[EXERCISE DESCRIPTION]: Please extract every line from the rows below that contains the word "surface". Letter case must match.

□ □ □ □

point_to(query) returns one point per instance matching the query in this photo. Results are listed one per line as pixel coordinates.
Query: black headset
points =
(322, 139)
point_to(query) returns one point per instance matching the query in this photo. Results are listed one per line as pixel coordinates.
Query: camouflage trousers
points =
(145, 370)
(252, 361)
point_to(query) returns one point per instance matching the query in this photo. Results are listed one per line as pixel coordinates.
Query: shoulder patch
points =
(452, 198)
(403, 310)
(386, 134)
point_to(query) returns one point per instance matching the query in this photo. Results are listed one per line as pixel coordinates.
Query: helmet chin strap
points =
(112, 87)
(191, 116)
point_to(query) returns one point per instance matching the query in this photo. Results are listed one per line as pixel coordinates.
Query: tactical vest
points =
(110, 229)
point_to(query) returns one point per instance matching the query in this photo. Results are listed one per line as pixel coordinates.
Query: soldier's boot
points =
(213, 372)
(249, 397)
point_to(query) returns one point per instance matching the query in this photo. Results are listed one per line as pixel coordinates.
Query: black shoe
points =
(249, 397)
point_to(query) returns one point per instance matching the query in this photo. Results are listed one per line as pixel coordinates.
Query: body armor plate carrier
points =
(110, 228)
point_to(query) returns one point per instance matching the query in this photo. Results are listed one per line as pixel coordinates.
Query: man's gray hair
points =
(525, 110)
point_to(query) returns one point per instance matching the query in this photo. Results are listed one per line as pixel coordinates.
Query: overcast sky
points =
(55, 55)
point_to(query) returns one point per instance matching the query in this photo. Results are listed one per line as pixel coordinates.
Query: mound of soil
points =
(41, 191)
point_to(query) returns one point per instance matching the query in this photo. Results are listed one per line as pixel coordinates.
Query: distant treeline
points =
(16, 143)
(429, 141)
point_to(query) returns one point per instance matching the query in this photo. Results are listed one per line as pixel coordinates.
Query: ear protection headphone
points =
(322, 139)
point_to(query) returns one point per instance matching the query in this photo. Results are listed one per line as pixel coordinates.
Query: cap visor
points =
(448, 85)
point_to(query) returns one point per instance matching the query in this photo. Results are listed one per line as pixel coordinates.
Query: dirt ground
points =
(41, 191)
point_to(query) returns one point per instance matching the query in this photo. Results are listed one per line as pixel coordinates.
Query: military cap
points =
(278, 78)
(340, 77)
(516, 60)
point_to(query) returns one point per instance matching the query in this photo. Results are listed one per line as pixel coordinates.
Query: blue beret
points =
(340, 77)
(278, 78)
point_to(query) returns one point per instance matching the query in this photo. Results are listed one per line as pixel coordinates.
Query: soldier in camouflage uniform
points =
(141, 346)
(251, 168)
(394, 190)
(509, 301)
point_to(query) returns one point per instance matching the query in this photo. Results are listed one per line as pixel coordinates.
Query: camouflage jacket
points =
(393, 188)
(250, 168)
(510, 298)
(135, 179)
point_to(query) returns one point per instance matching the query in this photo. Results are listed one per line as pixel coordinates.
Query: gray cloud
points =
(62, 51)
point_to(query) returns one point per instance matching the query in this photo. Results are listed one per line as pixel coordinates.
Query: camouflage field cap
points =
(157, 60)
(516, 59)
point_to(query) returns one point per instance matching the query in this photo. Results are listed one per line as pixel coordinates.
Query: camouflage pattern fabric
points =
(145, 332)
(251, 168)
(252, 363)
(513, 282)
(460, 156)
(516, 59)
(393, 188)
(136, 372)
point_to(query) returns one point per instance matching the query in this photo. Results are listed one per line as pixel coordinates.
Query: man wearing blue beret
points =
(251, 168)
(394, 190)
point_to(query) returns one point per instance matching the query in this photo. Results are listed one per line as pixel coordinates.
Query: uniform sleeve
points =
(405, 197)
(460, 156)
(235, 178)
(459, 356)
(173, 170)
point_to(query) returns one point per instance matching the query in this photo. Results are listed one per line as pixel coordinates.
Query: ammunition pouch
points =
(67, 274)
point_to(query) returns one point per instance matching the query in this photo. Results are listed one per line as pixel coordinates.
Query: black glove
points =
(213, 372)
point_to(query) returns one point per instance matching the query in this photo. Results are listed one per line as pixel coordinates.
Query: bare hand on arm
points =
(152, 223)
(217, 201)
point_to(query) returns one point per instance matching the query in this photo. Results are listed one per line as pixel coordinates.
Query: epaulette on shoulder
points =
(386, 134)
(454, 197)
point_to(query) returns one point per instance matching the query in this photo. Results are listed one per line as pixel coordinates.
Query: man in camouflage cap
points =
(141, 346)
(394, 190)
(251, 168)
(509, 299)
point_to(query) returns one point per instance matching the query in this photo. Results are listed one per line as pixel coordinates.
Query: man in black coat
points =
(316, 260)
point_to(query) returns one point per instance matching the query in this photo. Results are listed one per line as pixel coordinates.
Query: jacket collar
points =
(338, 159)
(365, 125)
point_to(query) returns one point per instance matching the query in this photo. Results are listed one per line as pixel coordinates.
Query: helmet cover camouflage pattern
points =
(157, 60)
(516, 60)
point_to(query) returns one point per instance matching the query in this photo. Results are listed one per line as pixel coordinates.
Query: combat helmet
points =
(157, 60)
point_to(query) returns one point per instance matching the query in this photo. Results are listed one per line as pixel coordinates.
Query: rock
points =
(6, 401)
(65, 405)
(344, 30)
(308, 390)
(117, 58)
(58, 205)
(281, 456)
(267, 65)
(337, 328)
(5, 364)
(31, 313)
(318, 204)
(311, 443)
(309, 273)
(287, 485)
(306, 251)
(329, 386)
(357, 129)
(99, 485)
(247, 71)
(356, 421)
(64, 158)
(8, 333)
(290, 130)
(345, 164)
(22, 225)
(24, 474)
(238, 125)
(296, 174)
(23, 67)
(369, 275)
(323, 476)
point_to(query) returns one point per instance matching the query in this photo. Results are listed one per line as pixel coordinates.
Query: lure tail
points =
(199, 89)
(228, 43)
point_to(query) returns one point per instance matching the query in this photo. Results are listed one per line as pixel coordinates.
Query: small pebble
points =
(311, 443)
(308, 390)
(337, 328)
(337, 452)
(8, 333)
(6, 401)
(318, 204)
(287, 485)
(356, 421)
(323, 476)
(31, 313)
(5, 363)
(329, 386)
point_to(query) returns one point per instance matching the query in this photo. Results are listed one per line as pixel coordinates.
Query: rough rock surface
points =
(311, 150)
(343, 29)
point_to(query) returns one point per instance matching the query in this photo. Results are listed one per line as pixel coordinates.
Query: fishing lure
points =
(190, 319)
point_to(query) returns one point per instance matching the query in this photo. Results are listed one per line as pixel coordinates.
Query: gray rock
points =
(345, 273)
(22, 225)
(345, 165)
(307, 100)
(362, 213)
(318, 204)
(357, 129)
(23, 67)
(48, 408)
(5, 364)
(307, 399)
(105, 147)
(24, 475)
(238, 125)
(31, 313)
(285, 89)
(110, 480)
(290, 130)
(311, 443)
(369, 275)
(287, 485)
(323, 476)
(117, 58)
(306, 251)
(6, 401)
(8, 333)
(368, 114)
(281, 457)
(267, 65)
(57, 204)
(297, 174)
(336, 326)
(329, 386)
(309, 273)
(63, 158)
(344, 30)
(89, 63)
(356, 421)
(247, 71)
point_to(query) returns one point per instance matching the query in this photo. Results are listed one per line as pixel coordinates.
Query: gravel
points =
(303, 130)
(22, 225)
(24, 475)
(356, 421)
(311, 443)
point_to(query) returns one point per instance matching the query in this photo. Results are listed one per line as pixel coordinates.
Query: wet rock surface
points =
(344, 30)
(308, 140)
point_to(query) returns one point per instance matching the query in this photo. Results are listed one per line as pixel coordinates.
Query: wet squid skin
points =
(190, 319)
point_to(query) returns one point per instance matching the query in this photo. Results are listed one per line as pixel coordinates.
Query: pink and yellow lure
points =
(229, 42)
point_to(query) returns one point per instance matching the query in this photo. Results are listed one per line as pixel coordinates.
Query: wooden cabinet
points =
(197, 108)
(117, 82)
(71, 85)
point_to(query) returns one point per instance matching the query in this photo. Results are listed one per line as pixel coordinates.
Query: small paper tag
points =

□ □ □ □

[CORRECT ANSWER]:
Query: rough rock surface
Query: wet rock surface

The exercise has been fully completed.